▶ Set problem
Format the listing's lines as a Markdown table, starting at the line containing "of the white" and ending at the line containing "column 446, row 160", both included. Use a column n for the row number and a column Line for the text, and leave out blank lines.

(Dataset rows showing where objects appear)
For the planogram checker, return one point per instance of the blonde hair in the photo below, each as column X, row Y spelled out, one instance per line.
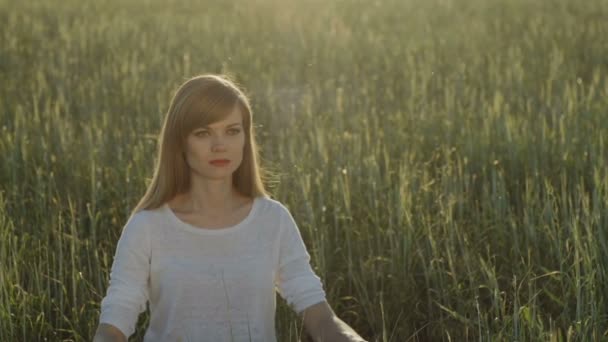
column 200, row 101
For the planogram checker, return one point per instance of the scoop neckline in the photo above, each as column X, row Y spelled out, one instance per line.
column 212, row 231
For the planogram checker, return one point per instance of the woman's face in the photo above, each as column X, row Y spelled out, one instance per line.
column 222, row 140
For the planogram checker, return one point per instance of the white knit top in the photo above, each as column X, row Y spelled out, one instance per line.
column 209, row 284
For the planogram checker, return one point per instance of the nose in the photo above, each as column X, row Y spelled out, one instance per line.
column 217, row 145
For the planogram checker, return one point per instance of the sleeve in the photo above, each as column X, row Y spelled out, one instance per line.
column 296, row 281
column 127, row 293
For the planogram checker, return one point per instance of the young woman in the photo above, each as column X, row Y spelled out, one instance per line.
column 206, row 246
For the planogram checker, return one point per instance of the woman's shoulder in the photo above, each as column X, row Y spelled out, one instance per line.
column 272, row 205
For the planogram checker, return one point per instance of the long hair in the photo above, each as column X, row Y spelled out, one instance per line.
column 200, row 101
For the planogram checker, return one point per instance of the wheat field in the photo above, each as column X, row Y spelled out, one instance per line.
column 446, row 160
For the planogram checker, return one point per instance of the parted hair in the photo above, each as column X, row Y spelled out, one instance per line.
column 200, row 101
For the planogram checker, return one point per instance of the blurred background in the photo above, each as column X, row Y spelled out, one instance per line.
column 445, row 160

▶ Solution to the exercise
| n | Line |
|---|---|
| 1 | For the planogram checker, return one point per instance of the white knit top in the photo above, each as column X, row Y spelled out, one instance per line. |
| 2 | column 209, row 284 |
| 3 | For the planogram checker, return one point per instance of the nose in the photo above, each as column X, row Y spelled out, one instance per line. |
| 4 | column 217, row 145 |
| 5 | For the planogram checker, return one point per instance of the sleeve in the photo above, each as column X, row Y spelled out, one instance per line. |
| 6 | column 296, row 281 |
| 7 | column 127, row 293 |
| 8 | For the planogram checker, return one point per instance of the young woman in the photo above, each as column X, row Y spelled out, one instance per line. |
| 9 | column 206, row 246 |
| 10 | For the planogram checker, return one point per instance of the woman's shoulder in the photo above, each as column X, row Y spelled out, one instance per line. |
| 11 | column 272, row 205 |
| 12 | For the planogram checker, return one point per instance of the long hair in the photo above, each as column X, row Y spelled out, one instance per line. |
| 13 | column 200, row 101 |
| 14 | For the planogram checker, return one point per instance of the wheat field in the photo above, each as column X, row Y spelled out, one instance per line. |
| 15 | column 446, row 160 |